How to complete this task:
Return, from the lines below, each one that includes the word "clicks".

(Data extracted from a collection)
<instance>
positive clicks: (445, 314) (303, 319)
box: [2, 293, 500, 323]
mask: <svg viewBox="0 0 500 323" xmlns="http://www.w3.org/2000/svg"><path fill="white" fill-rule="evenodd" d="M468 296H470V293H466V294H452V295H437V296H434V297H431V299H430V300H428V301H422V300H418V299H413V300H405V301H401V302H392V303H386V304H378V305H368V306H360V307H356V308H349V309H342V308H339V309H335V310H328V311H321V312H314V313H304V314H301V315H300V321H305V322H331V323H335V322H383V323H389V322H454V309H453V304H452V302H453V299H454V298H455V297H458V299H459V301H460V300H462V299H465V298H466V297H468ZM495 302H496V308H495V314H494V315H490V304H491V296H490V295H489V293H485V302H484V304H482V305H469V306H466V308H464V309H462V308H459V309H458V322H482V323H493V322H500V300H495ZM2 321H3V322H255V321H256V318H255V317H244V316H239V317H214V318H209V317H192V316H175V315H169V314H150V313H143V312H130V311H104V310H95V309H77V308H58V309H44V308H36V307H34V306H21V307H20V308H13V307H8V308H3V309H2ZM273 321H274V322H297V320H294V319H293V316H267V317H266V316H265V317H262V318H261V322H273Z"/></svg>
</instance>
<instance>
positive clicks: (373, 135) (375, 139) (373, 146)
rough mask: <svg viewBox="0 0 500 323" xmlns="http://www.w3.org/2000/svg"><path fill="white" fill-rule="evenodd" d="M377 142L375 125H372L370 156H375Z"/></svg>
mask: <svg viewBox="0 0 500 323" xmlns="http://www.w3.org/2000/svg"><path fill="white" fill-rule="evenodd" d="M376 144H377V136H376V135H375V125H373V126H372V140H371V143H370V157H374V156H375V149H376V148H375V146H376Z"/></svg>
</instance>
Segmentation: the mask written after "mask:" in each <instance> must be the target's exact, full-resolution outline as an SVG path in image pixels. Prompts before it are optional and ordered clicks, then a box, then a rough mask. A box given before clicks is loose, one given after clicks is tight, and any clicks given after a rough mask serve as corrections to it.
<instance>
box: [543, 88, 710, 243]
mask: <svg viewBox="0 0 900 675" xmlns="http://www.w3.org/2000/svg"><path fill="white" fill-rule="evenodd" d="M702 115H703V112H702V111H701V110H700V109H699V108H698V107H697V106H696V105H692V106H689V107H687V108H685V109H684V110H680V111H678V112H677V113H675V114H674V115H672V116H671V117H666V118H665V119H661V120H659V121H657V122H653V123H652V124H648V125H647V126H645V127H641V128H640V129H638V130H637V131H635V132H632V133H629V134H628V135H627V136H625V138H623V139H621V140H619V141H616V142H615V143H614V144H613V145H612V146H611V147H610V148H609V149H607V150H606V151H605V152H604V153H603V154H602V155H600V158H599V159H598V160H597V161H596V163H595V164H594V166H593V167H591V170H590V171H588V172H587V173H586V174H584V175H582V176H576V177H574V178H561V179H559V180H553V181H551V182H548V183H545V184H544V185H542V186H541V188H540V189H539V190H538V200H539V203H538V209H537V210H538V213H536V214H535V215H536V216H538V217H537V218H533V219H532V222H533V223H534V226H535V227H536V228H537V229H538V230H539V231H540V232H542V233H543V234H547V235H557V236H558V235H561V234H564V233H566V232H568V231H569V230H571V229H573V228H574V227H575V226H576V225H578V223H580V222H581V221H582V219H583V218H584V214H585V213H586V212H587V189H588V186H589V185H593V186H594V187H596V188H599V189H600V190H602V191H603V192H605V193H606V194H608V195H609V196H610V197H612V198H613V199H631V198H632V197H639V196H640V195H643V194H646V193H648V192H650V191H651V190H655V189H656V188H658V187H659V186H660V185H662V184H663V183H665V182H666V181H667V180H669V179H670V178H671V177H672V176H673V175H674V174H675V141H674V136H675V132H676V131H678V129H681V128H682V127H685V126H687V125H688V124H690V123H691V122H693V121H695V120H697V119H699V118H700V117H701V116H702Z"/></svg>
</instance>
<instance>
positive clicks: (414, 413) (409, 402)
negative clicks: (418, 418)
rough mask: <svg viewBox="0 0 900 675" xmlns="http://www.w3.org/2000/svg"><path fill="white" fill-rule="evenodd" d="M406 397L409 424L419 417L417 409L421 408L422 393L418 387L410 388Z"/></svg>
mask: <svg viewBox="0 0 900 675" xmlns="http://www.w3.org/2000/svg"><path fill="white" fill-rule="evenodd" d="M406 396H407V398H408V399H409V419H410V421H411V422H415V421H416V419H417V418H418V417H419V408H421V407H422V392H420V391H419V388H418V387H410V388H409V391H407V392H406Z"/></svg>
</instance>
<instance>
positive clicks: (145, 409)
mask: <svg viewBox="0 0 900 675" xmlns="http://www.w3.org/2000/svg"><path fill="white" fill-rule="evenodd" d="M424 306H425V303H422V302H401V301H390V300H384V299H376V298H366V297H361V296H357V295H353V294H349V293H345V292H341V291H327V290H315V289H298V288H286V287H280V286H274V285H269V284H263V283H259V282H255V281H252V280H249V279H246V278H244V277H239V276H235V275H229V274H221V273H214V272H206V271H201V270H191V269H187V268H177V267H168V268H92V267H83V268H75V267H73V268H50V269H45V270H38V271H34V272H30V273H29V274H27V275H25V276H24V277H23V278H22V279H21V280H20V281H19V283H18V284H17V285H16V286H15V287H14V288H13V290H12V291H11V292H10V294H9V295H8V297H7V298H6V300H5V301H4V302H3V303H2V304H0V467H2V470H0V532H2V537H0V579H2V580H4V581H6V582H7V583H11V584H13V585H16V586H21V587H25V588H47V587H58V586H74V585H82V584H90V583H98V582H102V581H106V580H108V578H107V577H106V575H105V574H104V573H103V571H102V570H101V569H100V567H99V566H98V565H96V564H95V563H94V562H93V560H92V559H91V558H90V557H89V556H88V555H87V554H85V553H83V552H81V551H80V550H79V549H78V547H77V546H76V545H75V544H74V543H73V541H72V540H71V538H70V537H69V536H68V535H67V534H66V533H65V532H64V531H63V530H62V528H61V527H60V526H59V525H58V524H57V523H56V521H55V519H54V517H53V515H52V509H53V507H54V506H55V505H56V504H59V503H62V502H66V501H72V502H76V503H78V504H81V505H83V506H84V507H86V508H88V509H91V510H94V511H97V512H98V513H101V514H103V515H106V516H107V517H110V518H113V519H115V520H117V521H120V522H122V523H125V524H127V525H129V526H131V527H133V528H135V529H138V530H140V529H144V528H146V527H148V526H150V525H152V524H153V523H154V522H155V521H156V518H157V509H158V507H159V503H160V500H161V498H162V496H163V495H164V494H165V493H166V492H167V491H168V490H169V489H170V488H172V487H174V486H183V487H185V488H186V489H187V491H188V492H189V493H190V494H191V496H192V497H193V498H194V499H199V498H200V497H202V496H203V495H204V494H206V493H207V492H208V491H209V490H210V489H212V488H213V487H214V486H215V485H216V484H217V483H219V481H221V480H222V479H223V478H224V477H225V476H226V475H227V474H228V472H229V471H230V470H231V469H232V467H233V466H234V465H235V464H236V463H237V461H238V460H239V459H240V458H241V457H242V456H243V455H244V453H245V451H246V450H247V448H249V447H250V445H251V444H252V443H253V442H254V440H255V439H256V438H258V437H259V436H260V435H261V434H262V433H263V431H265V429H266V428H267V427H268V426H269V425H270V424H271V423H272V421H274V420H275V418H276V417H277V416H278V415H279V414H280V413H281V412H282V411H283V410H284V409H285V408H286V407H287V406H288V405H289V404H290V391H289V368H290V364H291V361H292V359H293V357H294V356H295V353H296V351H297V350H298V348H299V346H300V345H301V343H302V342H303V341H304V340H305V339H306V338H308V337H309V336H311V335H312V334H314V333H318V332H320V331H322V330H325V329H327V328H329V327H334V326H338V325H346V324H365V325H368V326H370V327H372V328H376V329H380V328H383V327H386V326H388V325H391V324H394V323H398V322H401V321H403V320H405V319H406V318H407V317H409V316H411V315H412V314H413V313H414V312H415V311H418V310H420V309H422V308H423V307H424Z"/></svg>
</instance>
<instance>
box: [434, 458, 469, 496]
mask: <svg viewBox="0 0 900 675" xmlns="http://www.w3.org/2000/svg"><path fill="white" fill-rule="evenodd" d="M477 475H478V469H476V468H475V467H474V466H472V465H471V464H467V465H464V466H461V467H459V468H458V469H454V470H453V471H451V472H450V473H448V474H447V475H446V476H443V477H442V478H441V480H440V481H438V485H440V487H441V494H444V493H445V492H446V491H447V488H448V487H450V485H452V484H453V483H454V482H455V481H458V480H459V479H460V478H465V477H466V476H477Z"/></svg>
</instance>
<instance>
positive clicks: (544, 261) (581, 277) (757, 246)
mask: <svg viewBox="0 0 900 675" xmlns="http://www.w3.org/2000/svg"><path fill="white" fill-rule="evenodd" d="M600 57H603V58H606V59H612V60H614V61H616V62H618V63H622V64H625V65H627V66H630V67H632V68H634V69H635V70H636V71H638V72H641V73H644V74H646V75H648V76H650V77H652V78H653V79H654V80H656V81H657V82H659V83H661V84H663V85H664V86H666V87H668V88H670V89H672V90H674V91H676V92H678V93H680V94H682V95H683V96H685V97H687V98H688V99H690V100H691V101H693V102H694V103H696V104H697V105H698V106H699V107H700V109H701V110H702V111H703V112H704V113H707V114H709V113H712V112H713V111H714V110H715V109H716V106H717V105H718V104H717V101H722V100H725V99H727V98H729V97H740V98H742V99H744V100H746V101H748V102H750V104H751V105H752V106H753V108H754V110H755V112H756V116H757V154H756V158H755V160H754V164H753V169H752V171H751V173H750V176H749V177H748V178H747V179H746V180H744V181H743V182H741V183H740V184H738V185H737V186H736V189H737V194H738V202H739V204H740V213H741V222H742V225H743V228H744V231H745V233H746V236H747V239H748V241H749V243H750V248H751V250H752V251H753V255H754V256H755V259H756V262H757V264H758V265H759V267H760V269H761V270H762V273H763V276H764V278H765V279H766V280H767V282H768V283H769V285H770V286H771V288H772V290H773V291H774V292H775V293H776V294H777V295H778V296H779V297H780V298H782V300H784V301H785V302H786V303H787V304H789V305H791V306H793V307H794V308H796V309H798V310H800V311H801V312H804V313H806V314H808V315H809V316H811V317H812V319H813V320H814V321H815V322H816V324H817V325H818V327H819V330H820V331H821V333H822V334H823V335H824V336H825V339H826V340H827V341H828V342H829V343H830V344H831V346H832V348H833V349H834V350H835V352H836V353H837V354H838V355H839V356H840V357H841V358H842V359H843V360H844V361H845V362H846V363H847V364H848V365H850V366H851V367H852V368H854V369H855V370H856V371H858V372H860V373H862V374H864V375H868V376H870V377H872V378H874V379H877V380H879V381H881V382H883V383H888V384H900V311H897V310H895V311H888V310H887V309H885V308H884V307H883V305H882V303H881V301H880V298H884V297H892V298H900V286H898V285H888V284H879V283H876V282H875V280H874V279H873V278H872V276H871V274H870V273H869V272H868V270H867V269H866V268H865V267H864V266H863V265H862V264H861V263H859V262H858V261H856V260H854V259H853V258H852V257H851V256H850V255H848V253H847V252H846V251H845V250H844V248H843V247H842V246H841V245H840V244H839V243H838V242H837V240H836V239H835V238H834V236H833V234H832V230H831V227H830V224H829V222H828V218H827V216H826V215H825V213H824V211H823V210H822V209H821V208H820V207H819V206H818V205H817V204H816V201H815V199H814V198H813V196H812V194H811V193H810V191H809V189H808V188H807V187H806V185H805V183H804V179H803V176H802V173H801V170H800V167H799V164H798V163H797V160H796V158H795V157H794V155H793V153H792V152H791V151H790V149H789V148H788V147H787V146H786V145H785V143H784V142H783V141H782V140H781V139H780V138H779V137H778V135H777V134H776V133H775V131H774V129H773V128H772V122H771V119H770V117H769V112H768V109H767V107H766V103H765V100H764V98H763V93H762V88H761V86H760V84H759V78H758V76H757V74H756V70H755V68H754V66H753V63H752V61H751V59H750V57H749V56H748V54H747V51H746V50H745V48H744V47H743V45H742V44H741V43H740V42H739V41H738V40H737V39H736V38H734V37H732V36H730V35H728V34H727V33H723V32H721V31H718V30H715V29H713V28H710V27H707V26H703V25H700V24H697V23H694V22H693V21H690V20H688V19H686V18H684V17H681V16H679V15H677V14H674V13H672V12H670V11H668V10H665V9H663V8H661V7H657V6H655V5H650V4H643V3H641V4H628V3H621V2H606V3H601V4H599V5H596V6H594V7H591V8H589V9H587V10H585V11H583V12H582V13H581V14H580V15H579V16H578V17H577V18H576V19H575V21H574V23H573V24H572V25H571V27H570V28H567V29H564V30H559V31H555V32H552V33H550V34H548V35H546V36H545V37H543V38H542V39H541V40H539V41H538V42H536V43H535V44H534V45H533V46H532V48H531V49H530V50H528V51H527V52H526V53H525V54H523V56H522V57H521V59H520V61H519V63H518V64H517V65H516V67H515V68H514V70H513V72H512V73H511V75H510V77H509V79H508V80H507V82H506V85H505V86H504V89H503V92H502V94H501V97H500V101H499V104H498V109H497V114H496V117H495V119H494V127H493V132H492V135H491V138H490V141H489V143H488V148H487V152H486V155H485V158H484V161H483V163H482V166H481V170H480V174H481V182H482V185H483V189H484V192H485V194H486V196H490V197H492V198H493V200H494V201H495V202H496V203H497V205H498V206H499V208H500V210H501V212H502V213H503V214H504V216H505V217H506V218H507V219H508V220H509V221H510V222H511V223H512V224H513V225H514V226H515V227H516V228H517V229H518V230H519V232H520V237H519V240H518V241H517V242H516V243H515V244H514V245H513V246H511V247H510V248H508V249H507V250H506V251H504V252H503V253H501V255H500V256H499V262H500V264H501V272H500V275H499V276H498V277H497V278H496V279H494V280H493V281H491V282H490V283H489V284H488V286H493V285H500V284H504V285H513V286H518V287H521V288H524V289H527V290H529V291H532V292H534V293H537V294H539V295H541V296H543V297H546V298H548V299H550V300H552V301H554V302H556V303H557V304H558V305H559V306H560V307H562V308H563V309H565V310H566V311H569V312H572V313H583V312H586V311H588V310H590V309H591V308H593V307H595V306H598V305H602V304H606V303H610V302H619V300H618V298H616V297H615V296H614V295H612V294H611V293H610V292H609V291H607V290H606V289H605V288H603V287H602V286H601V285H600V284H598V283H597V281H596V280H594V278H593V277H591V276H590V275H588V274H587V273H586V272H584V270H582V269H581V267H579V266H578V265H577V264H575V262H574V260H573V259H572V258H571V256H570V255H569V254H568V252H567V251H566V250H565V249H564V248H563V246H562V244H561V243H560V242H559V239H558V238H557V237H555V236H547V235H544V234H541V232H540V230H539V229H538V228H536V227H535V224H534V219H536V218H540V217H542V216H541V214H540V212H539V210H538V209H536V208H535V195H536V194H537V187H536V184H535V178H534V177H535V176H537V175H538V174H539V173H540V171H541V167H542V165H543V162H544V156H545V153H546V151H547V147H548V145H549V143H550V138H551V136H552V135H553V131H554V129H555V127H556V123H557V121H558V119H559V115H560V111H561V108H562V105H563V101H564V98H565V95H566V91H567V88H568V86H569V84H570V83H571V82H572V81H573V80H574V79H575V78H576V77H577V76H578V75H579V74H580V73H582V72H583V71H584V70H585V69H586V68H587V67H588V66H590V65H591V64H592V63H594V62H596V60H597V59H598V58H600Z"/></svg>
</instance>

Answer to this problem:
positive clicks: (445, 314) (303, 319)
positive clicks: (373, 135) (375, 139) (373, 146)
Segmentation: the mask written after "mask:" in each <instance> must be the target's exact, full-resolution outline as an SVG path in image pixels. Prompts before it are optional and ordered clicks, then a box, then a rough mask. A box given before clicks is loose, one given after clicks is tight, and any clicks given after a rough mask serve as corrections to it.
positive clicks: (414, 413) (409, 402)
negative clicks: (418, 418)
positive clicks: (145, 409)
positive clicks: (544, 261) (581, 277) (757, 246)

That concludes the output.